There's a couple pics I have, I can take more later. She needs ALOT of work. Pretty much rusted all over, no seat, the bucket has a hole on top, as you can see in the pic. We are going to replace things as we can. Will eventually paint it new again. At least the Hydraulics are fine along with the PTO.


----------



## pogobill (Jan 31, 2012)

tjcc1978 said:


> There's a couple pics I have, I can take more later. She needs ALOT of work. Pretty much rusted all over, no seat, the bucket has a hole on top, as you can see in the pic. We are going to replace things as we can. Will eventually paint it new again. At least the Hydraulics are fine along with the PTO.


Looks like a great tractor! You'll have fun using it and restoring it as well!


----------



## dozer966 (Dec 30, 2014)

Looks like a 730 loader. When I replaced my belt on my 3400 I found it easier to unbolt the front hyd pump and sliding the pump and shaft to the front untill you have a large enough gap to slide the belt through. As for the loader I found that they are prone to crack in the weld on the front cross member ( metal fatigue). All in all it will be a good work horse once you put some TLC in to it.
Nice tractor


----------



## tjcc1978 (Feb 13, 2019)

So far my husband has used it 3 times to try and smooth our road out. It's a great tractor. It just needs TLC. And we will do so! He got the belt on 2 days ago, and he said what a pain that was. Just wish we knew why it's smoking in the front. And losing water.


----------



## JMG (Feb 12, 2019)

I can see why you bough it, not bad, I would love to have a bucket that good. I don't have anyway of posting pictures, mine is total yellow and everything is heavy duty. I thank mine came from that part of the country, don't know which state, it was used in a salt environment, floor was eat up. All the cab glass and lights were removed and a one foot was cut off each side of the bucket. Hydraulic hose are in great shape, had one small leak on the tilt ram.


----------



## JMG (Feb 12, 2019)

I put a adjustable belt on mine. Too much trouble removing the hydraulic pump and shaft.

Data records
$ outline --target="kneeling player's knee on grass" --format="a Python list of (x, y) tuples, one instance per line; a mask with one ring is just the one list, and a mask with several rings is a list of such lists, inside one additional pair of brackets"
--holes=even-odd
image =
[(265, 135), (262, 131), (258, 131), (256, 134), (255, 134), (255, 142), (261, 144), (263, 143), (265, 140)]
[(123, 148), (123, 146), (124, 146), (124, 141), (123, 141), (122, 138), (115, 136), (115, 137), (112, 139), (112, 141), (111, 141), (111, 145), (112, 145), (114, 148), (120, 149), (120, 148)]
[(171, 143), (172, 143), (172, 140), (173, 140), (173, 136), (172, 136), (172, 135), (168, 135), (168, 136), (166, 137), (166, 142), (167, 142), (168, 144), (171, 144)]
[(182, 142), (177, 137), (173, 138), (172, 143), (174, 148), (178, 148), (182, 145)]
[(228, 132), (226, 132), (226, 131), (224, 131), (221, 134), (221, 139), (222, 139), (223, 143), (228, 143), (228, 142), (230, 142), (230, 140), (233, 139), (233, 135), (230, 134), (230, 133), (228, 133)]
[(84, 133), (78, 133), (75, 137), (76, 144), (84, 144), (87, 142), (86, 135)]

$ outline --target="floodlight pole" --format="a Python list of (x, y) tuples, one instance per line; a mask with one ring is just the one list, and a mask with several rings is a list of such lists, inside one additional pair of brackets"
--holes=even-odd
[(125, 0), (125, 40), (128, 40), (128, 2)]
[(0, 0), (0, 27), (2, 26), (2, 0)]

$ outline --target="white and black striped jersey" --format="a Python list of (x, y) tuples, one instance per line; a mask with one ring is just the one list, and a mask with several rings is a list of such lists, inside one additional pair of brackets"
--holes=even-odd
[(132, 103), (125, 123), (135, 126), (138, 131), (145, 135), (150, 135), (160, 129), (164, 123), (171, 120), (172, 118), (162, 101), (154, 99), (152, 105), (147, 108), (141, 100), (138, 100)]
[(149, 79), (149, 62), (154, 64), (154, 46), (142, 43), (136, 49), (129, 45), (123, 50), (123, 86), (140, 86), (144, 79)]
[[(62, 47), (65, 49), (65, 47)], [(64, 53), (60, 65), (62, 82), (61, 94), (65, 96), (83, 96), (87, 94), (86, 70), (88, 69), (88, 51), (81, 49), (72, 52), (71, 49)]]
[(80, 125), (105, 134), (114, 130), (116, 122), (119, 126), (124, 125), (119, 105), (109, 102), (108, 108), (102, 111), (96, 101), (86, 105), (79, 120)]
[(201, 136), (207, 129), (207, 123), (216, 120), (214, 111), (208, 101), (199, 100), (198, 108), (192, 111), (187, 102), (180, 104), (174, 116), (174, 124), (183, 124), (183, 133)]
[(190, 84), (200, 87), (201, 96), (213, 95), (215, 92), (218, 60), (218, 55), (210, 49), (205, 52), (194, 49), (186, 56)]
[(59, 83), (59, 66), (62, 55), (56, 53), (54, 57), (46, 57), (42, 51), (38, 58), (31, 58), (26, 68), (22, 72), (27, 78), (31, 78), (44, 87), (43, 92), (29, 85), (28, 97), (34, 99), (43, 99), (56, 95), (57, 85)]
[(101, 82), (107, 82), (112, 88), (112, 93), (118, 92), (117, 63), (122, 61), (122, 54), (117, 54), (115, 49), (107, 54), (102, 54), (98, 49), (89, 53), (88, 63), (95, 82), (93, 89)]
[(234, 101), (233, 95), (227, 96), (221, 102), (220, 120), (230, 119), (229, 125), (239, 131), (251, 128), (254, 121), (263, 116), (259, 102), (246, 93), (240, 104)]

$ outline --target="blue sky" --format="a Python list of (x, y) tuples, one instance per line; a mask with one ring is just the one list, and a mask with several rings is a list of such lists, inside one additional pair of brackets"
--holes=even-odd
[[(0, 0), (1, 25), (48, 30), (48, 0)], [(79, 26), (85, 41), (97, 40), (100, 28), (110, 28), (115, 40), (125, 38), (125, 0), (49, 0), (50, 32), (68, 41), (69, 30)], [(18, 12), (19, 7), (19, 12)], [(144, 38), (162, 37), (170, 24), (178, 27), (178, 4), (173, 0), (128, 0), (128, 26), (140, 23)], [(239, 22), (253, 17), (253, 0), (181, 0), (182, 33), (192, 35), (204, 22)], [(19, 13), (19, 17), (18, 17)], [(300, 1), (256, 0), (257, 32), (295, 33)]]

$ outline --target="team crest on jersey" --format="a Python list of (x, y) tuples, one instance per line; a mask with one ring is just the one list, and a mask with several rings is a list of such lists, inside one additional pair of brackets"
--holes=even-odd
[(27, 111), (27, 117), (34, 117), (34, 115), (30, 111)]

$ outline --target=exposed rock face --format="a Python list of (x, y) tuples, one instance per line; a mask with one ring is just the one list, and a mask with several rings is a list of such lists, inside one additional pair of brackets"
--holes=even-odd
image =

• [EXERCISE REQUIREMENTS]:
(1) Reproduce the stretch of the tractor thread from "## dozer966 (Dec" through "TLC in to it.".
(2) In the tractor thread, what kind of belt does JMG report installing?
(3) Continue the forum thread about the tractor from the point at which it stops.

• [ANSWERS BY TASK]:
(1)
## dozer966 (Dec 30, 2014)

Looks like a 730 loader. When I replaced my belt on my 3400 I found it easier to unbolt the front hyd pump and sliding the pump and shaft to the front untill you have a large enough gap to slide the belt through. As for the loader I found that they are prone to crack in the weld on the front cross member ( metal fatigue). All in all it will be a good work horse once you put some TLC in to it.

(2) An adjustable belt.

(3)
----------



## JMG (Feb 12, 2019)

tjcc1978 said:


> So far my husband has used it 3 times to try and smooth our road out. It's a great tractor. It just needs TLC. And we will do so! He got the belt on 2 days ago, and he said what a pain that was. Just wish we knew why it's smoking in the front. And losing water.


Can you see water leaking out, if not check your oil. Can you tell where the smoking is coming from?


----------



## tjcc1978 (Feb 13, 2019)

Oh, there is a lot that's broken on it, but that will all come in time. The orange lights on top of the rear fenders are both broken to pieces, there is no cushioning on the seat, the whole tractor is covered in dirt/grime so the previous owner didn't do regular maintenance on it at all, which is sad because that is just something that should be done to any piece of equipment, even our cars/trucks!


----------



## JMG (Feb 12, 2019)

I have to replace the clutch, breaks (no breaks), injection pump and add lights. Mine had asphalt on the undercarriage. Already replaced the seat. I blame the state/county employees for the condition of this tractor. I am retired, it gives me something else to do. I live in south Mississippi, no snow, just rain.


----------



## tjcc1978 (Feb 13, 2019)

Lucky you, we just got over a major snow storm here. I am sure we will have alot more to uncover once we get the tractor cleaned up so we can check for major leaks.


----------



## dozer966 (Dec 30, 2014)

There is no overflow tank on the radiator so if you fill to the top it will leak out. It's happy spot seems to be just above the core fins in the tank


----------



## JMG (Feb 12, 2019)

I don't have an overflow tank either. I had to put thermostat in so the engine would get up to operating temp.


----------



## dozer966 (Dec 30, 2014)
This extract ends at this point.